• **SELECTED TEXT**
---
Publicado el 24 April, 2023 / News

Study conducted by the INCAR Center analyzed the response of mucus from the skin of healthy and infected Atlantic salmon to different isolates of Tenacibaculum dicentrarchi

Tenacibaculosis is the second most important bacterial disease affecting the Chilean salmon industry, with its main agent being Tenacibaculum dicentrarchi. Fish with tenacibaculosis exhibit severe external macroscopic skin lesions in different areas of the body, indicating that T. dicentrarchi must be able to colonize the fish’s surface and multiply. The fish’s skin is covered by an external mucous layer that contains numerous immune substances acting as the first mechanical defense barrier against microbial colonization and potential pathogen invasions.

In the study titled “Healthy and infected Atlantic salmon (Salmo salar) skin mucus response to Tenacibaculum dicentrarchi under in vitro conditions,” authored by INCAR researchers from the “Animal Health in Freshwater Life Stages of Salmonids” line, Dr. Ruben Avendaño-Herrera, Dr. Macarena Echeverría-Bugueño, and Engineer Rute Irgang, with active collaboration from Dr. Jorge Mancilla from MOWI Chile, revealed that T. dicentrarchi strains were attracted to the mucous of Atlantic salmon regardless of their health status, whether they came from healthy specimens or those with tenacibaculosis. These in vitro results suggest that greater attention should be paid to skin mucus as the primary defense against T. dicentrarchi. Based on these findings, future research should seek biotechnological products (e.g., environmentally friendly ones) that promote better health status.
---
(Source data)

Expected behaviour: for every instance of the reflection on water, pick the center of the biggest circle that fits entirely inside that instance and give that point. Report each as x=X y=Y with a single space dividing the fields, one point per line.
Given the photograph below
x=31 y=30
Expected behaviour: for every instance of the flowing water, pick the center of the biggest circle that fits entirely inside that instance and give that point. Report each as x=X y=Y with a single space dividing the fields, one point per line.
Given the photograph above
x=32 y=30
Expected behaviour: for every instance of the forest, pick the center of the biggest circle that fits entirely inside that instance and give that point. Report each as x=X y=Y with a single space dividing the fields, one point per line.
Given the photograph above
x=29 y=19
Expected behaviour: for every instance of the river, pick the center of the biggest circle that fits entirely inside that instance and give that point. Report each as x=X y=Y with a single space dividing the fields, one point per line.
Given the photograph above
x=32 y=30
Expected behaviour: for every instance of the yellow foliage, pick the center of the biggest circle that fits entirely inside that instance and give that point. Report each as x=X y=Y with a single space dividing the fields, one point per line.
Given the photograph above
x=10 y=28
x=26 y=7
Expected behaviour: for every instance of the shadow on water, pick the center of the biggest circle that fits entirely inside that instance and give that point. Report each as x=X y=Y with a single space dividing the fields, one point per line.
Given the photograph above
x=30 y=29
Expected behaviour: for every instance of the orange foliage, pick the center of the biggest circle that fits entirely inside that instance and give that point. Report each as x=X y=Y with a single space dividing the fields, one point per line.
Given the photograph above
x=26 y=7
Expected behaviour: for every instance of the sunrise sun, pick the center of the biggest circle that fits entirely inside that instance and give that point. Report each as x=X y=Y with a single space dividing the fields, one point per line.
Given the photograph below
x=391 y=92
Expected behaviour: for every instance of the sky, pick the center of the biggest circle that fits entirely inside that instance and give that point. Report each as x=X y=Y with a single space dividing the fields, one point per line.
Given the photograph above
---
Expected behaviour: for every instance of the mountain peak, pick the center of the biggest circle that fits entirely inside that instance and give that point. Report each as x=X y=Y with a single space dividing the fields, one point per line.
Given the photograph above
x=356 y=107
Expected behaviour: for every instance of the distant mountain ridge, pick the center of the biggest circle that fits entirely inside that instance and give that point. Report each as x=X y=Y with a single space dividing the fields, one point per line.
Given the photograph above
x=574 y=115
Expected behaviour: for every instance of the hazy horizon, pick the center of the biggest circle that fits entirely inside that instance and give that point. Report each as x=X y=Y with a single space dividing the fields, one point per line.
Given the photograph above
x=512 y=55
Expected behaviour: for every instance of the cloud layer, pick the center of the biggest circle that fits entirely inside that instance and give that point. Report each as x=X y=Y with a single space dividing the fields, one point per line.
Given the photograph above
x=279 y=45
---
• **INSTRUCTIONS FOR THE TASK**
Repeat, word for word, the passage of the article on salmon skin mucus that runs from "Publicado el 24" to "potential pathogen invasions.".

• **EXERCISE RESPONSE**
Publicado el 24 April, 2023 / News

Study conducted by the INCAR Center analyzed the response of mucus from the skin of healthy and infected Atlantic salmon to different isolates of Tenacibaculum dicentrarchi

Tenacibaculosis is the second most important bacterial disease affecting the Chilean salmon industry, with its main agent being Tenacibaculum dicentrarchi. Fish with tenacibaculosis exhibit severe external macroscopic skin lesions in different areas of the body, indicating that T. dicentrarchi must be able to colonize the fish’s surface and multiply. The fish’s skin is covered by an external mucous layer that contains numerous immune substances acting as the first mechanical defense barrier against microbial colonization and potential pathogen invasions.